> Aim of the exercise: Repeat each entry below exactly, omitting any picture it holds.

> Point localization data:

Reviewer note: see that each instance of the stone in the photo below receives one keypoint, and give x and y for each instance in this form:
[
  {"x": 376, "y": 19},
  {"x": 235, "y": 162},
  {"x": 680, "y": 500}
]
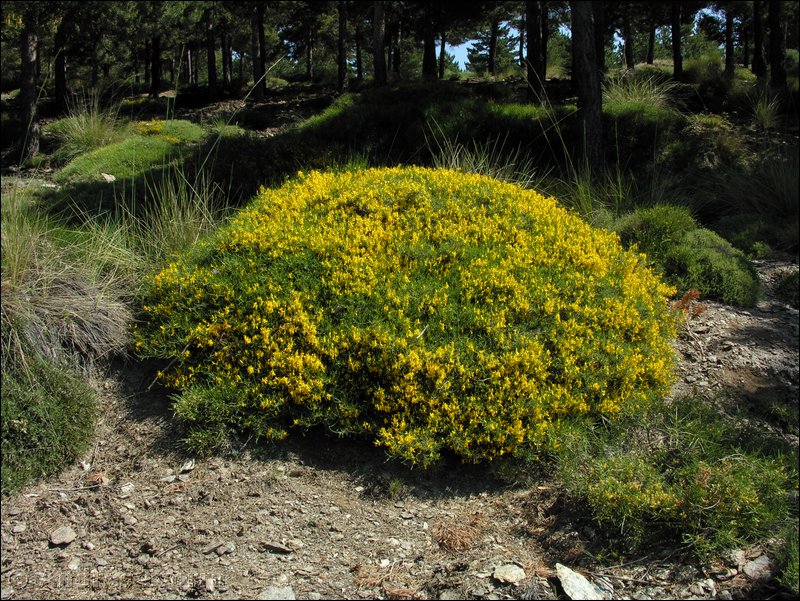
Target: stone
[
  {"x": 225, "y": 549},
  {"x": 758, "y": 569},
  {"x": 278, "y": 593},
  {"x": 62, "y": 536},
  {"x": 212, "y": 546},
  {"x": 509, "y": 573},
  {"x": 576, "y": 586}
]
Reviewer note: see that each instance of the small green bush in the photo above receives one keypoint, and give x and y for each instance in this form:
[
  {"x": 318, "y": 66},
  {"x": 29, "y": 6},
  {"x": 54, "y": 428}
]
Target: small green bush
[
  {"x": 691, "y": 257},
  {"x": 788, "y": 288},
  {"x": 706, "y": 262},
  {"x": 428, "y": 310},
  {"x": 676, "y": 472},
  {"x": 706, "y": 143},
  {"x": 161, "y": 143},
  {"x": 48, "y": 415}
]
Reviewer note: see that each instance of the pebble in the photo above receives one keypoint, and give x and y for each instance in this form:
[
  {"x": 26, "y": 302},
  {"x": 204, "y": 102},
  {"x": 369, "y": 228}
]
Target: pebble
[
  {"x": 758, "y": 569},
  {"x": 576, "y": 586},
  {"x": 509, "y": 573},
  {"x": 276, "y": 592},
  {"x": 62, "y": 536},
  {"x": 228, "y": 547}
]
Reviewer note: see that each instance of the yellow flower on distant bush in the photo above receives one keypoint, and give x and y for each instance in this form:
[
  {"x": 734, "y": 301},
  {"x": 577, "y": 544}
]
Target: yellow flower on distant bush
[
  {"x": 426, "y": 309},
  {"x": 149, "y": 128}
]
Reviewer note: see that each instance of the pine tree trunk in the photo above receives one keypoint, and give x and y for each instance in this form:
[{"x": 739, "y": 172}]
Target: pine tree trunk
[
  {"x": 599, "y": 20},
  {"x": 442, "y": 54},
  {"x": 258, "y": 91},
  {"x": 651, "y": 43},
  {"x": 262, "y": 48},
  {"x": 534, "y": 62},
  {"x": 29, "y": 46},
  {"x": 495, "y": 28},
  {"x": 677, "y": 56},
  {"x": 155, "y": 67},
  {"x": 342, "y": 46},
  {"x": 378, "y": 31},
  {"x": 147, "y": 64},
  {"x": 359, "y": 62},
  {"x": 545, "y": 38},
  {"x": 211, "y": 54},
  {"x": 588, "y": 84},
  {"x": 630, "y": 62},
  {"x": 397, "y": 53},
  {"x": 309, "y": 59},
  {"x": 730, "y": 62},
  {"x": 429, "y": 65},
  {"x": 60, "y": 66},
  {"x": 745, "y": 47},
  {"x": 777, "y": 46},
  {"x": 227, "y": 61},
  {"x": 759, "y": 65}
]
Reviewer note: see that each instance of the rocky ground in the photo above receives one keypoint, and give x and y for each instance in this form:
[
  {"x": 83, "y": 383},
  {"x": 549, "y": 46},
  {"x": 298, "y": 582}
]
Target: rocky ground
[{"x": 321, "y": 518}]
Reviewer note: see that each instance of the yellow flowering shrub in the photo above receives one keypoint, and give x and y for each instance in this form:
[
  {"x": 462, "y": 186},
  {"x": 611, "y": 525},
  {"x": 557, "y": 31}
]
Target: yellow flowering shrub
[
  {"x": 429, "y": 310},
  {"x": 149, "y": 128}
]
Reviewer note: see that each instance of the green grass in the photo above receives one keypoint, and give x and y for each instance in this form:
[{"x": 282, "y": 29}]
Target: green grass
[
  {"x": 133, "y": 155},
  {"x": 83, "y": 131},
  {"x": 690, "y": 257},
  {"x": 678, "y": 472},
  {"x": 640, "y": 91},
  {"x": 63, "y": 307},
  {"x": 48, "y": 414}
]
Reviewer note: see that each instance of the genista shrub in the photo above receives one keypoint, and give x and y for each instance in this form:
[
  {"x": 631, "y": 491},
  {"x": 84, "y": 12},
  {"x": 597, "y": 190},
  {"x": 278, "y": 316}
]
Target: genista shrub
[{"x": 428, "y": 310}]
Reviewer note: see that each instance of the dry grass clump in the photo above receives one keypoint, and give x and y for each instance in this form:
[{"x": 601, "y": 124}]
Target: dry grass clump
[{"x": 457, "y": 535}]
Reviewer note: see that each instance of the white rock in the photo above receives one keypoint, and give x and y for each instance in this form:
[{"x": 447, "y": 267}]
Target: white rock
[
  {"x": 62, "y": 536},
  {"x": 277, "y": 592},
  {"x": 576, "y": 586},
  {"x": 758, "y": 569},
  {"x": 509, "y": 572}
]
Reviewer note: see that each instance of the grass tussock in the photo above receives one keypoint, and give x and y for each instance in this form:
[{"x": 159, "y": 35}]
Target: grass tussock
[{"x": 679, "y": 472}]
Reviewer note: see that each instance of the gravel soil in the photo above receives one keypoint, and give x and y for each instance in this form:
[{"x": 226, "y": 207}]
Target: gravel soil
[{"x": 317, "y": 517}]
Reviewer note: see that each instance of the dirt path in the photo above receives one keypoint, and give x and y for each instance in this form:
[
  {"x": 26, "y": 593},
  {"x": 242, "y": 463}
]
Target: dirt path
[{"x": 320, "y": 518}]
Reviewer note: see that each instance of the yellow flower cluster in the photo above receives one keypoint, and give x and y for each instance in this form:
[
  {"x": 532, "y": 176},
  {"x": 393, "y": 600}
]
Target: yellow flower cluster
[
  {"x": 428, "y": 309},
  {"x": 149, "y": 128}
]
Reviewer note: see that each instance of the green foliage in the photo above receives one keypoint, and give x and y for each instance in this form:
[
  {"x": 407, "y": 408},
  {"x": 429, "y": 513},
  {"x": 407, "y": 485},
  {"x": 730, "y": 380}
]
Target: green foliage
[
  {"x": 677, "y": 472},
  {"x": 760, "y": 203},
  {"x": 691, "y": 257},
  {"x": 135, "y": 154},
  {"x": 708, "y": 263},
  {"x": 788, "y": 558},
  {"x": 705, "y": 144},
  {"x": 87, "y": 128},
  {"x": 427, "y": 310},
  {"x": 788, "y": 288},
  {"x": 656, "y": 229},
  {"x": 505, "y": 59},
  {"x": 766, "y": 109},
  {"x": 48, "y": 414},
  {"x": 640, "y": 89}
]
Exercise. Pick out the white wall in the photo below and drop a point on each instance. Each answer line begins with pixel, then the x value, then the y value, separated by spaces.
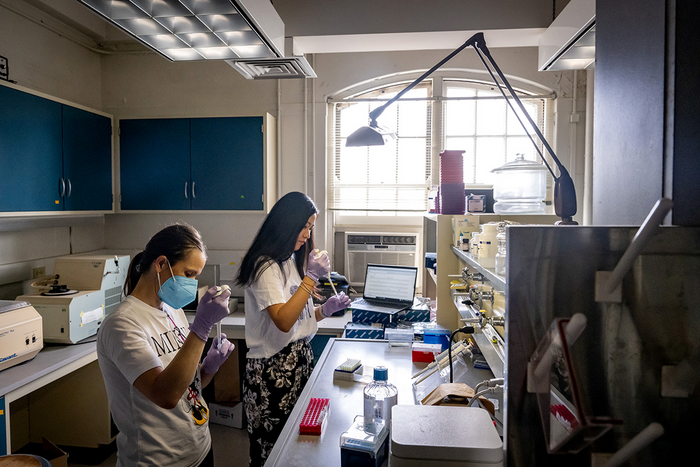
pixel 143 85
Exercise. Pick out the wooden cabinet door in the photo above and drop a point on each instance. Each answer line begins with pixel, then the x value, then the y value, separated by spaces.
pixel 155 164
pixel 227 163
pixel 87 160
pixel 30 152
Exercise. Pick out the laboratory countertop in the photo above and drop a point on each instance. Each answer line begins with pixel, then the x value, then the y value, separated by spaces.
pixel 346 398
pixel 234 324
pixel 50 362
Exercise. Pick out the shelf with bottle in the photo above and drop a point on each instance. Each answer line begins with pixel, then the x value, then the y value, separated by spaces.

> Finished exercise:
Reviewer note: see that each instance of the stone in the photo below receives one keypoint, and give x and y for each instance in this form:
[
  {"x": 376, "y": 19},
  {"x": 235, "y": 162},
  {"x": 680, "y": 500}
]
Target: stone
[
  {"x": 225, "y": 549},
  {"x": 758, "y": 569},
  {"x": 278, "y": 593},
  {"x": 62, "y": 536},
  {"x": 212, "y": 546},
  {"x": 509, "y": 573},
  {"x": 576, "y": 586}
]
Reviewer note: see that each instance of the small green bush in the photo above receives one keypoint, and give x and y for each instance in this form:
[
  {"x": 318, "y": 66},
  {"x": 29, "y": 6},
  {"x": 54, "y": 428}
]
Target: small green bush
[
  {"x": 691, "y": 257},
  {"x": 788, "y": 288},
  {"x": 706, "y": 262},
  {"x": 428, "y": 310},
  {"x": 676, "y": 472},
  {"x": 706, "y": 143},
  {"x": 161, "y": 143},
  {"x": 48, "y": 415}
]
Reviewer note: see that each instance of the pebble in the photo above receives one keypoint, and give x and y for each instance in this form:
[
  {"x": 26, "y": 302},
  {"x": 204, "y": 102},
  {"x": 369, "y": 228}
]
Target: pebble
[
  {"x": 758, "y": 569},
  {"x": 576, "y": 586},
  {"x": 509, "y": 573},
  {"x": 276, "y": 592},
  {"x": 62, "y": 536},
  {"x": 228, "y": 547}
]
Reviewer note: see that each instance of the yellow flower on distant bush in the photo above receives one keypoint, and give x and y for each instance in this form:
[
  {"x": 734, "y": 301},
  {"x": 577, "y": 544}
]
Target: yellow flower on distant bush
[
  {"x": 426, "y": 309},
  {"x": 149, "y": 128}
]
Reviewer note: see that each instance of the pine tree trunk in the photo above receives one keypoint, and give x and y for each instance in this form:
[{"x": 739, "y": 172}]
Target: pine tree trunk
[
  {"x": 599, "y": 20},
  {"x": 442, "y": 54},
  {"x": 258, "y": 91},
  {"x": 651, "y": 43},
  {"x": 262, "y": 48},
  {"x": 534, "y": 62},
  {"x": 29, "y": 46},
  {"x": 495, "y": 28},
  {"x": 677, "y": 56},
  {"x": 155, "y": 67},
  {"x": 342, "y": 46},
  {"x": 378, "y": 31},
  {"x": 147, "y": 64},
  {"x": 359, "y": 62},
  {"x": 545, "y": 38},
  {"x": 211, "y": 54},
  {"x": 588, "y": 84},
  {"x": 630, "y": 62},
  {"x": 397, "y": 53},
  {"x": 309, "y": 59},
  {"x": 730, "y": 62},
  {"x": 429, "y": 65},
  {"x": 60, "y": 66},
  {"x": 745, "y": 47},
  {"x": 777, "y": 46},
  {"x": 227, "y": 61},
  {"x": 759, "y": 65}
]
Reviewer note: see that each instance of the rocky ground in the photo above receives one keypoint, and give x and y for each instance in this form:
[
  {"x": 83, "y": 383},
  {"x": 549, "y": 46},
  {"x": 298, "y": 582}
]
Target: rocky ground
[{"x": 321, "y": 518}]
Reviewer note: see that each instance of the yellow flowering shrub in the photo above receives one keypoint, and give x and y for each instance in this form:
[
  {"x": 462, "y": 186},
  {"x": 611, "y": 525},
  {"x": 557, "y": 31}
]
Target: yellow flowering shrub
[
  {"x": 429, "y": 310},
  {"x": 149, "y": 128}
]
Reviewer note: see that each instance of the green grass in the photo above receives one keypoint, and give x and y for each instance in this form:
[{"x": 282, "y": 29}]
Target: green grass
[
  {"x": 133, "y": 155},
  {"x": 83, "y": 131},
  {"x": 690, "y": 257},
  {"x": 678, "y": 472},
  {"x": 640, "y": 91},
  {"x": 63, "y": 307},
  {"x": 48, "y": 414}
]
Reviewer note: see that each instance of the genista shrub in the photo above receives one keypoint, and give x and y for each instance in this form:
[
  {"x": 631, "y": 491},
  {"x": 84, "y": 12},
  {"x": 597, "y": 190},
  {"x": 278, "y": 316}
]
Target: genista shrub
[{"x": 428, "y": 310}]
Reviewer note: see that each instance of the dry grass clump in the photo above receives one keypoint, and give x and y for each instance in this form:
[{"x": 601, "y": 124}]
Target: dry grass clump
[{"x": 457, "y": 535}]
Reviewer note: see that each instance of the white rock in the photo above receives one keypoint, and give x and y for each instance in this form:
[{"x": 447, "y": 267}]
Target: white rock
[
  {"x": 62, "y": 536},
  {"x": 277, "y": 592},
  {"x": 576, "y": 586},
  {"x": 758, "y": 569},
  {"x": 509, "y": 572}
]
Reviewer note: see that each instance of the grass tussock in the photo above receives one keypoint, and give x and y for each instance in this form:
[{"x": 159, "y": 35}]
Target: grass tussock
[{"x": 679, "y": 472}]
Reviewer note: see that each instance of the gravel soil in the photo above receives one keypoint, and give x and y for each instance in this form:
[{"x": 226, "y": 207}]
Target: gravel soil
[{"x": 317, "y": 517}]
Reviewer note: see that each instance of the dirt path in the photo above receives one keypoint, and give x and y for each instance in this form:
[
  {"x": 26, "y": 593},
  {"x": 242, "y": 463}
]
Target: dirt path
[{"x": 320, "y": 518}]
Reviewer note: see that each instance of the yellow flower cluster in the photo above receives one keypoint, and give x and y for each instance in this form:
[
  {"x": 532, "y": 176},
  {"x": 393, "y": 600}
]
Target: yellow flower cluster
[
  {"x": 428, "y": 309},
  {"x": 149, "y": 128}
]
Reviewer note: see that each instance of the green foliage in the photo above receives one keypoint, and give x and y for each instance in this form:
[
  {"x": 407, "y": 408},
  {"x": 429, "y": 513},
  {"x": 407, "y": 485},
  {"x": 730, "y": 380}
]
Target: green foliage
[
  {"x": 677, "y": 472},
  {"x": 760, "y": 203},
  {"x": 691, "y": 257},
  {"x": 135, "y": 154},
  {"x": 708, "y": 263},
  {"x": 788, "y": 558},
  {"x": 705, "y": 144},
  {"x": 87, "y": 128},
  {"x": 427, "y": 310},
  {"x": 788, "y": 288},
  {"x": 656, "y": 229},
  {"x": 505, "y": 59},
  {"x": 766, "y": 109},
  {"x": 48, "y": 414},
  {"x": 640, "y": 89}
]
Exercise. Pick out the white wall in the photo below and drop a point on each instance. Each answer line begins with pixel, then the x value, then the y value, separated by spaces.
pixel 143 85
Exercise. Pick out the wooden cabinet door in the photo above and drop a point on each instance. Each answer line begins with pixel, then the x value, then the y value, separated by spaces.
pixel 155 164
pixel 227 163
pixel 87 160
pixel 30 152
Exercise. Pick out the laboratory countertop in the photo above and drop a point on each instance. Each answer line begins with pixel, then the x value, then the y value, separated by spaces.
pixel 346 398
pixel 234 324
pixel 50 362
Exercise. Pick out the shelf with bottle in the photo above and drop a point on each instance. Each answer line begins with pixel, then the x value, then the y value, separated by spaces.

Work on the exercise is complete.